### Exercise task
Look below for the line with "Exercise. Point to every instance of the street". Extract that line and each one after it through the last, word for word.

### Data extract
# # # #

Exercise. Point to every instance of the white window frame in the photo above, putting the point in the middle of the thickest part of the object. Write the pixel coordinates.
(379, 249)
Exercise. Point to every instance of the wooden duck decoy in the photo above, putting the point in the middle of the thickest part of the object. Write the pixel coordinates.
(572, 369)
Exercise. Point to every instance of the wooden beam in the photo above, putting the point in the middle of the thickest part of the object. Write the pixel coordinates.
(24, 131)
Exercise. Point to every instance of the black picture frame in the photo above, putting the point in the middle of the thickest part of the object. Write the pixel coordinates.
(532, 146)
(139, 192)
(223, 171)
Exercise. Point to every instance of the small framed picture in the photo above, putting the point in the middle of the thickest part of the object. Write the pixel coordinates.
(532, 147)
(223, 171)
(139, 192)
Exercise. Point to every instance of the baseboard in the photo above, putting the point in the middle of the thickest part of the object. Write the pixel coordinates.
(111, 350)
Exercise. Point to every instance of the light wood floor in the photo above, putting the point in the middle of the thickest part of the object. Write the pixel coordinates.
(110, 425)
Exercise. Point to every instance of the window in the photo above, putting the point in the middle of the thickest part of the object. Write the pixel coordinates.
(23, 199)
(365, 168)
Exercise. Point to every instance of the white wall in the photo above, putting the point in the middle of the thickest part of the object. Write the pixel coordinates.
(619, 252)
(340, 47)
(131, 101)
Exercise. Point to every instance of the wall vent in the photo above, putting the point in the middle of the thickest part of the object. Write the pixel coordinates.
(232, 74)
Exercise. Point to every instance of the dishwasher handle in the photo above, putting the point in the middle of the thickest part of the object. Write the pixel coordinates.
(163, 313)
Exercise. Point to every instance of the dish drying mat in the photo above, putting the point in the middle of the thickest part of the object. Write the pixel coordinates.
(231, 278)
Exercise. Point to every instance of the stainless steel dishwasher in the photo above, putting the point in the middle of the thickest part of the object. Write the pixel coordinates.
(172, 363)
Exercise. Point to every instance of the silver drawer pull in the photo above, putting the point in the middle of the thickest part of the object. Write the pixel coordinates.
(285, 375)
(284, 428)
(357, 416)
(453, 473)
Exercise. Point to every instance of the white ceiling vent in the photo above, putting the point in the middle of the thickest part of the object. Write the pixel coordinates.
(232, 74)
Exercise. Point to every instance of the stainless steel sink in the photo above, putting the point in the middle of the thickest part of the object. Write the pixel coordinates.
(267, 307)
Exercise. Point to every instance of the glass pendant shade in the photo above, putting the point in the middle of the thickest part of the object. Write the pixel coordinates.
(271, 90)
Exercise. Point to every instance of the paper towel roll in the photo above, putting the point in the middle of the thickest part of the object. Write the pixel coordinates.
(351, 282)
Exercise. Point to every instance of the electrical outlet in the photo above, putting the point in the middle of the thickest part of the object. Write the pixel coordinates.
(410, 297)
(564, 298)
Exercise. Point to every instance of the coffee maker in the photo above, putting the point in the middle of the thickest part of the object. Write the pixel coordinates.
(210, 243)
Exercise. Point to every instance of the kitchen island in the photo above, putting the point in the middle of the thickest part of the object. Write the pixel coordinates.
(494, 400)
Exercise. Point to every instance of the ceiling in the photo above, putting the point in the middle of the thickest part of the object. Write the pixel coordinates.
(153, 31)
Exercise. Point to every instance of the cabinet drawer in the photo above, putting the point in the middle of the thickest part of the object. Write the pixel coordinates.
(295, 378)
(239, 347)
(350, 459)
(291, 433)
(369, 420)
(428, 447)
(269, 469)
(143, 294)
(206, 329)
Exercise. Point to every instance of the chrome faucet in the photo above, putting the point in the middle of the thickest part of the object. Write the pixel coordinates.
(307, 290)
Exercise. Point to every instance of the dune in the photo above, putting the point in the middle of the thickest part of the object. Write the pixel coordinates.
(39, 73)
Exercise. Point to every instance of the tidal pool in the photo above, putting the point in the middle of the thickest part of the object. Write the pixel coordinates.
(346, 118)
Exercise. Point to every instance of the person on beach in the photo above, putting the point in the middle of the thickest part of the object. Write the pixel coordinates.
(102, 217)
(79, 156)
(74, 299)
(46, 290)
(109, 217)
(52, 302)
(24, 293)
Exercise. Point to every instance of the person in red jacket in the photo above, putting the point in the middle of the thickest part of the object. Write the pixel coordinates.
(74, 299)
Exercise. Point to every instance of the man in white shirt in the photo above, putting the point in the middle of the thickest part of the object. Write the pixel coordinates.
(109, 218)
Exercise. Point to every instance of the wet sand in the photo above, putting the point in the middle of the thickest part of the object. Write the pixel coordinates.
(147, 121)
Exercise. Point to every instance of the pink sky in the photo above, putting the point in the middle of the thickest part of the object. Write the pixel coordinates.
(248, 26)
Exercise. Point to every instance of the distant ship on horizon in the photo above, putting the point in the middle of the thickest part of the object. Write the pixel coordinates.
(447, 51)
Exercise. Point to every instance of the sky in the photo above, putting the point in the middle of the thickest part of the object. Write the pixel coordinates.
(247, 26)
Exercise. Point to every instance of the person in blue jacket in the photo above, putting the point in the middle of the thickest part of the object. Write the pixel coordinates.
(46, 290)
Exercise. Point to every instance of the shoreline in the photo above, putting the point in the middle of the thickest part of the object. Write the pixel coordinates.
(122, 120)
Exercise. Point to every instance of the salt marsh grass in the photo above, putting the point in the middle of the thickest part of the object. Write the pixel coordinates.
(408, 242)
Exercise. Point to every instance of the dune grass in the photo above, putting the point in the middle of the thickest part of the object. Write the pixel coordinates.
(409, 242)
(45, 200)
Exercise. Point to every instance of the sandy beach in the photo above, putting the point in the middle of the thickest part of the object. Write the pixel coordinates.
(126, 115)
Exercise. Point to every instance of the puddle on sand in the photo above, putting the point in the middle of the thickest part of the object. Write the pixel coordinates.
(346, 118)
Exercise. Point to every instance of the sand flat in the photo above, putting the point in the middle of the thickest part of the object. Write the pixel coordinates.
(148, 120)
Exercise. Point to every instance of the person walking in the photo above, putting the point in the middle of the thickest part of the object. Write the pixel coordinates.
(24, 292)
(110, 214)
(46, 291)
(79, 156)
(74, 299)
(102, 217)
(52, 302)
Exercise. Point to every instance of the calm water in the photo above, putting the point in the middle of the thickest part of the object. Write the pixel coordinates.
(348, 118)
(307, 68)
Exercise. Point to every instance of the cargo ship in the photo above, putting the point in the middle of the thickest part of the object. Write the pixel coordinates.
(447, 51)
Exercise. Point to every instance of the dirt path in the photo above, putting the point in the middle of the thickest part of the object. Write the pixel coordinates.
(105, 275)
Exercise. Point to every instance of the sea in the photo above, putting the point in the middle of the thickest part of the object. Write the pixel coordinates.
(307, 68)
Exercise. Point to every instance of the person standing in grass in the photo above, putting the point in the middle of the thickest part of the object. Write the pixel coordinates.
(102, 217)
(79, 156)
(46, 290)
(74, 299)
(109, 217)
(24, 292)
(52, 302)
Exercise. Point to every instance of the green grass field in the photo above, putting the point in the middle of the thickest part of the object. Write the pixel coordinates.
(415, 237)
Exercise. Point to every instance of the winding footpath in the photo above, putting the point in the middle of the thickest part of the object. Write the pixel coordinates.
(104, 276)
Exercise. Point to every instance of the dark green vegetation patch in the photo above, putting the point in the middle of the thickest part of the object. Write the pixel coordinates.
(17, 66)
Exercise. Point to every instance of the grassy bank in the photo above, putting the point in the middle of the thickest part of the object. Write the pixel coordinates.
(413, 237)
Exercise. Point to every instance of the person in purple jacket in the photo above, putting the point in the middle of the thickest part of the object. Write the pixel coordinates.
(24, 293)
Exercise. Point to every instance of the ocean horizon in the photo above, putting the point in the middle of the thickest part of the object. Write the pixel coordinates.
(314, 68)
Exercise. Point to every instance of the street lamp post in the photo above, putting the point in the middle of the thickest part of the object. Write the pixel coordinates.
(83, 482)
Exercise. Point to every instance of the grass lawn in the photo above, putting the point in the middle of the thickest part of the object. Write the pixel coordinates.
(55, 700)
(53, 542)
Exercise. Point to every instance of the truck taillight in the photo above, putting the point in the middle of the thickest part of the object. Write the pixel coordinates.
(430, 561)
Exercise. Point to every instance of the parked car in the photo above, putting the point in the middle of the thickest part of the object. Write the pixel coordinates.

# # # #

### Finished answer
Exercise. Point to every instance of the street lamp post in the photo above, putting the point in the middle of the thickest part of the object. Write the pixel coordinates.
(83, 482)
Exercise. Point to every instance of the grass lawn in the photo above, putting the point in the middle of the thickest part of the object. Write the pixel coordinates.
(55, 700)
(53, 542)
Exercise. Point to every instance of the truck taillight in the photo above, putting the point in the middle of the thickest part of the object. Write the pixel coordinates.
(430, 561)
Exercise. Point to every instance of the parked car in the photo above, putting the point in the middle of the thickest part of the object. Write the pixel coordinates.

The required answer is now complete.